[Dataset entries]
────

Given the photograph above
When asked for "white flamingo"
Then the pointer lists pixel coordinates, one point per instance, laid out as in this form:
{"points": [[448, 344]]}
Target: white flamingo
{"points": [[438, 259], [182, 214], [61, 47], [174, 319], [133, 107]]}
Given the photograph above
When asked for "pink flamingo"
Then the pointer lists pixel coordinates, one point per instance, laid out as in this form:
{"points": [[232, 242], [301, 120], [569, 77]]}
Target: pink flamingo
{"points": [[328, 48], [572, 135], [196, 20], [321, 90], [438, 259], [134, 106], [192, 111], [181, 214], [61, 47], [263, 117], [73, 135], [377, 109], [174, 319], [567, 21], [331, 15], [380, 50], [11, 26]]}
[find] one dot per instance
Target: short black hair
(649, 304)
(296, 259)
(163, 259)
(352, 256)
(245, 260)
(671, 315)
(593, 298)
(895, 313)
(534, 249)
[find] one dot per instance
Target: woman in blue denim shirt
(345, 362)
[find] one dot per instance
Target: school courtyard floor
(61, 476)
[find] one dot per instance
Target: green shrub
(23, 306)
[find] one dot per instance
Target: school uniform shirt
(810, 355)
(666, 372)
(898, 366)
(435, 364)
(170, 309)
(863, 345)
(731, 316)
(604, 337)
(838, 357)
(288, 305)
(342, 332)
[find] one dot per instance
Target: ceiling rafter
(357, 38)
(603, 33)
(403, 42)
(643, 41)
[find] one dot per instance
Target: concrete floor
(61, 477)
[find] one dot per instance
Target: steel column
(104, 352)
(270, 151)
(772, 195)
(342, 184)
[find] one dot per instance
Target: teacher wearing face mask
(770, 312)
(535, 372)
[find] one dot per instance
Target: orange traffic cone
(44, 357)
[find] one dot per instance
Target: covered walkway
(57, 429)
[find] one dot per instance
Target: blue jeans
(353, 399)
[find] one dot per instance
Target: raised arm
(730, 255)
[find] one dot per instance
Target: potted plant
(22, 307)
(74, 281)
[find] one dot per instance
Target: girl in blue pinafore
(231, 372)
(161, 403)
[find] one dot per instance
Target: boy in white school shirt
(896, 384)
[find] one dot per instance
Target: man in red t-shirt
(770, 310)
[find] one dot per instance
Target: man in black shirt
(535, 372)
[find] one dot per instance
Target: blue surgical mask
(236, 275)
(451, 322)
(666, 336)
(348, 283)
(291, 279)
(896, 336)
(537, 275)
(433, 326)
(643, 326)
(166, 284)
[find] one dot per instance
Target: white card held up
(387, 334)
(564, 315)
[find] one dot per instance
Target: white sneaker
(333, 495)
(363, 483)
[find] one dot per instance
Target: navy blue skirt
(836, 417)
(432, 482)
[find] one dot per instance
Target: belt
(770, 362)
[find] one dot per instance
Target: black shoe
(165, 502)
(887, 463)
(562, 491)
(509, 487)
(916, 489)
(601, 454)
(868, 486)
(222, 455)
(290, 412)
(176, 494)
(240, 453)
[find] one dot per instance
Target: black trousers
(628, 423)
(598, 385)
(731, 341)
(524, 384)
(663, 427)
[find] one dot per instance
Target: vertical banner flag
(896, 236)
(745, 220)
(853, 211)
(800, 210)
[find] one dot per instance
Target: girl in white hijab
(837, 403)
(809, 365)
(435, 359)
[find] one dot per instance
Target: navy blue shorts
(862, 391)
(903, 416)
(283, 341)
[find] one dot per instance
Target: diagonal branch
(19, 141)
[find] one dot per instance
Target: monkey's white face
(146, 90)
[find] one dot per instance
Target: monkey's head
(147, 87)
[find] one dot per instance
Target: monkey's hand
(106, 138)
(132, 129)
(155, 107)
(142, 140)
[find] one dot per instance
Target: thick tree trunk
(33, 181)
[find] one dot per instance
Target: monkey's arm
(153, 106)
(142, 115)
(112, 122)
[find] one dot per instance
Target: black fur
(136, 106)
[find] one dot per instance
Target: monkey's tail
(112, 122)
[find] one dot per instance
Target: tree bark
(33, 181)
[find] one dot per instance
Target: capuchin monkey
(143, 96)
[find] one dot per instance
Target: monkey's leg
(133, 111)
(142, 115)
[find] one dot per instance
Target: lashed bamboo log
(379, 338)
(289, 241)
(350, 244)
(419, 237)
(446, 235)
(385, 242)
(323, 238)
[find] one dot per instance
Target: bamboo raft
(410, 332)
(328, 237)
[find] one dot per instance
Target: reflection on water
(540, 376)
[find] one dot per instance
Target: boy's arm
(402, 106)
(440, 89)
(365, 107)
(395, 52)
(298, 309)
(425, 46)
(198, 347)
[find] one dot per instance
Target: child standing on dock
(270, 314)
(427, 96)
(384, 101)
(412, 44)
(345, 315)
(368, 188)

────

Exercise goal: Copy out the data shown above without altering anything.

Your solution:
Given the photograph above
When asked for "white flamingo"
Then the pointer lists pixel coordinates, one point per instance, laid out as in this form:
{"points": [[448, 344]]}
Target: white flamingo
{"points": [[438, 259], [182, 214], [61, 47], [174, 319], [133, 107]]}
Given the photograph above
When asked for "pink flamingo"
Then the pointer lists pixel coordinates, one point per instance, laid out as in this form:
{"points": [[232, 242], [301, 120], [569, 77]]}
Target: pink flamingo
{"points": [[328, 48], [572, 135], [196, 20], [321, 90], [438, 259], [134, 106], [192, 111], [181, 214], [61, 47], [263, 117], [73, 135], [377, 109], [174, 319], [567, 21], [331, 15], [380, 50], [11, 26]]}
[find] one dot per instance
Target: short black hair
(649, 304)
(296, 259)
(163, 259)
(352, 256)
(245, 260)
(671, 315)
(593, 298)
(895, 313)
(534, 249)
[find] one dot per instance
Target: woman in blue denim shirt
(345, 362)
[find] one dot per instance
Target: school courtyard floor
(61, 476)
[find] one dot per instance
Target: green shrub
(23, 306)
[find] one dot per instance
Target: school uniform shirt
(810, 355)
(666, 372)
(898, 366)
(435, 364)
(170, 309)
(863, 345)
(731, 316)
(604, 337)
(838, 357)
(288, 305)
(342, 332)
[find] one dot per instance
Target: ceiling rafter
(357, 38)
(603, 33)
(403, 42)
(643, 41)
[find] one dot per instance
Target: concrete floor
(61, 477)
[find] one dot per instance
Target: steel column
(104, 352)
(270, 151)
(772, 195)
(342, 184)
[find] one dot per instance
Target: teacher wearing face mask
(770, 312)
(535, 372)
[find] one dot per instance
Target: orange traffic cone
(44, 357)
[find] one dot per instance
Target: covered walkway
(57, 429)
[find] one dot per instance
Target: blue jeans
(353, 399)
[find] one dot per instance
Target: raised arm
(730, 255)
[find] one dot per instance
Target: potted plant
(22, 307)
(74, 281)
[find] one dot per instance
Target: girl in blue pinafore
(231, 372)
(161, 403)
[find] one dot per instance
Target: boy in white school shirt
(896, 384)
[find] one dot per instance
Target: man in red t-shirt
(770, 310)
[find] one dot per instance
Target: man in black shirt
(535, 372)
[find] one dot per instance
Target: blue surgical mask
(236, 275)
(451, 322)
(666, 336)
(348, 283)
(291, 279)
(896, 336)
(537, 275)
(433, 326)
(643, 326)
(166, 284)
[find] one dot per instance
Target: white card held up
(387, 334)
(564, 315)
[find] one dot per instance
Target: white sneaker
(333, 495)
(363, 483)
[find] one dot per instance
Target: navy blue skirt
(836, 417)
(432, 482)
[find] one dot per instance
Target: belt
(770, 362)
[find] one dot per instance
Target: black shoe
(165, 502)
(887, 463)
(562, 491)
(509, 487)
(916, 489)
(601, 454)
(868, 486)
(222, 455)
(290, 412)
(176, 494)
(240, 453)
[find] one dot per instance
Target: black trousers
(628, 423)
(598, 385)
(731, 341)
(524, 384)
(663, 427)
[find] one dot per instance
Target: vertical banner flag
(896, 236)
(745, 220)
(853, 211)
(800, 210)
[find] one dot per instance
Target: girl in white hijab
(837, 403)
(809, 365)
(435, 359)
[find] one dot per instance
Target: navy blue shorts
(862, 391)
(903, 416)
(283, 341)
[find] one dot per instance
Target: diagonal branch
(19, 141)
[find] one dot per instance
Target: monkey's white face
(146, 90)
[find] one dot per instance
Target: monkey's head
(147, 87)
[find] one dot per instance
Target: monkey's hand
(106, 138)
(132, 129)
(155, 107)
(142, 140)
[find] one dot per instance
Target: thick tree trunk
(33, 181)
[find] one dot per instance
Target: monkey's arm
(153, 106)
(142, 115)
(112, 122)
[find] one dot per instance
Target: black fur
(136, 106)
[find] one dot per instance
Target: monkey's tail
(112, 122)
[find] one dot per instance
Target: tree bark
(33, 181)
[find] one dot per instance
Target: capuchin monkey
(143, 96)
[find] one dot per instance
Target: monkey's leg
(133, 111)
(142, 115)
[find] one dot per instance
Target: lashed bamboo log
(379, 338)
(289, 241)
(350, 244)
(419, 237)
(446, 235)
(385, 242)
(323, 238)
[find] one dot per instance
Target: bamboo raft
(410, 332)
(328, 237)
[find] one dot per instance
Target: reflection on water
(540, 376)
[find] one dot per instance
Target: boy's arm
(402, 106)
(440, 89)
(365, 107)
(395, 52)
(298, 309)
(425, 46)
(198, 347)
[find] one dot per instance
Target: child standing on dock
(270, 314)
(427, 96)
(384, 101)
(412, 44)
(345, 315)
(368, 188)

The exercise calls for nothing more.